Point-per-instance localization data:
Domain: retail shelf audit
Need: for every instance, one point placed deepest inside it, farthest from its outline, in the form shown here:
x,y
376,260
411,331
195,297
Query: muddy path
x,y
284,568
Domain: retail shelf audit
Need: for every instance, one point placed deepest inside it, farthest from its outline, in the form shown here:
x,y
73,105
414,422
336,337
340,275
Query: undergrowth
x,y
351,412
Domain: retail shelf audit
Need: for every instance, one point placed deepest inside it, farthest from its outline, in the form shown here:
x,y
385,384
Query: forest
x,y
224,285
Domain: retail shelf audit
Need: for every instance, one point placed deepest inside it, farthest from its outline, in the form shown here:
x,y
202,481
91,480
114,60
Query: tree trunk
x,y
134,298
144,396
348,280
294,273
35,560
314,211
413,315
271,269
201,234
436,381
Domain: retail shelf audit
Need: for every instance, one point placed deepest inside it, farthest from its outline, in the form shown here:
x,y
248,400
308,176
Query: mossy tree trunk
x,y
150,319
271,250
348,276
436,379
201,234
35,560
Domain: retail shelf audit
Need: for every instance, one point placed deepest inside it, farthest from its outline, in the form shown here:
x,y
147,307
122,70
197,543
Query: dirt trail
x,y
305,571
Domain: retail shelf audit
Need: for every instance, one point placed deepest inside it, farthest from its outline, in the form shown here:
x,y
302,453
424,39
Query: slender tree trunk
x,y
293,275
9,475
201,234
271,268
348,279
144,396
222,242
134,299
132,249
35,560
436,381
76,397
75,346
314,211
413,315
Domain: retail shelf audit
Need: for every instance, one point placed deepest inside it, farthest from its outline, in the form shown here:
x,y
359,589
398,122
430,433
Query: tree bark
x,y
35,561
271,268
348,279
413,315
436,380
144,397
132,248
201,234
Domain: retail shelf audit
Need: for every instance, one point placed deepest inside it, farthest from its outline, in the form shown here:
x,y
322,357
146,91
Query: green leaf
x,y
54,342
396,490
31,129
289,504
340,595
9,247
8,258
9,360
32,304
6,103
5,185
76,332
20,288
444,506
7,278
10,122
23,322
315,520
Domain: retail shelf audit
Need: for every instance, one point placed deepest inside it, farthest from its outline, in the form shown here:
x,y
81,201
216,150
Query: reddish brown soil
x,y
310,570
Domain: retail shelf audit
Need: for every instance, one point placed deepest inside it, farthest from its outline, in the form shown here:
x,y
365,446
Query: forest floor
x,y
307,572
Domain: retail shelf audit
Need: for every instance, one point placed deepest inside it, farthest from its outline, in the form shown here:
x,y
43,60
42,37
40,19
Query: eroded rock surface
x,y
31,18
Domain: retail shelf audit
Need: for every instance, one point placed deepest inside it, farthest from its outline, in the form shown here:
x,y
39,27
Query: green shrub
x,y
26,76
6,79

EXERCISE DIRECTIONS » The task calls for each record to be returned verbatim.

REPLY TO THE TASK »
Domain: retail shelf audit
Need: for every instance, one point placed deepest inside it, farthest from its outline, in the form shown here:
x,y
376,260
411,331
195,297
Query: muddy path
x,y
284,568
Domain: retail shelf audit
Need: for every instance, one point placed deepest inside it, farthest from its outline, in the form shown here:
x,y
73,105
414,422
336,337
340,275
Query: undergrowth
x,y
351,412
Domain: retail shelf audit
Need: for every instance, one point placed deepest inside it, farthest from its outline, in the form shown here:
x,y
385,384
Query: forest
x,y
224,285
Domain: retail shelf audit
Need: for every instance, one point placed deepest inside it, farthest from its outline, in the form shown here:
x,y
202,481
91,480
114,60
Query: tree trunk
x,y
134,298
144,396
348,280
294,273
35,560
314,211
413,315
271,269
201,234
436,381
Domain: retail shelf audit
Need: for every instance, one point placed deepest inside it, farthest from its outline, in the form shown here:
x,y
248,400
308,176
Query: mossy tree trunk
x,y
150,319
271,250
348,276
436,379
201,234
35,560
Domain: retail shelf audit
Need: for every instance, one point placed deepest inside it, farthest from its outline, in the form shown here:
x,y
147,307
122,70
197,543
Query: dirt trail
x,y
305,571
Domain: retail shelf audit
Need: for every instance, one point placed deepest inside it, farthest from its outline, in the form shown here:
x,y
302,453
424,39
Query: slender tree trunk
x,y
293,275
9,475
201,234
271,268
348,279
144,396
222,242
134,299
132,249
35,560
436,381
76,397
75,346
314,211
413,315
Domain: retail shelf audit
Need: for every instance, one point placed deepest inside it, farthest from its outline, in the form shown here:
x,y
359,589
398,122
430,433
Query: tree bark
x,y
35,561
271,268
348,279
413,315
436,380
144,397
132,248
201,234
Domain: retail shelf audit
Need: for every instance, one point placed deepest inside it, farthest from its outline, in the form shown here:
x,y
322,357
146,91
Query: green leaf
x,y
54,342
396,490
31,129
289,504
340,595
9,247
8,258
9,360
32,304
6,103
5,185
76,332
20,288
444,506
7,278
10,122
23,322
315,520
Domain: retail shelf audit
Need: for every instance, one point placed deepest inside it, farthest from its outline, in the form shown here:
x,y
81,201
216,150
Query: reddish brown soil
x,y
310,570
Domain: retail shelf audit
Need: for every instance, one point placed deepest inside it, farthest from its outline, in the form shown here:
x,y
365,446
Query: forest floor
x,y
307,572
Domain: retail shelf audit
Need: for every instance, one point placed deepest inside it, farthest from its outline, in the form shown here:
x,y
43,60
42,37
40,19
Query: eroded rock surface
x,y
31,18
Domain: retail shelf audit
Need: for every instance, one point placed deepest inside it, farthest from its outline, in the form shown here:
x,y
39,27
Query: green shrub
x,y
26,76
6,79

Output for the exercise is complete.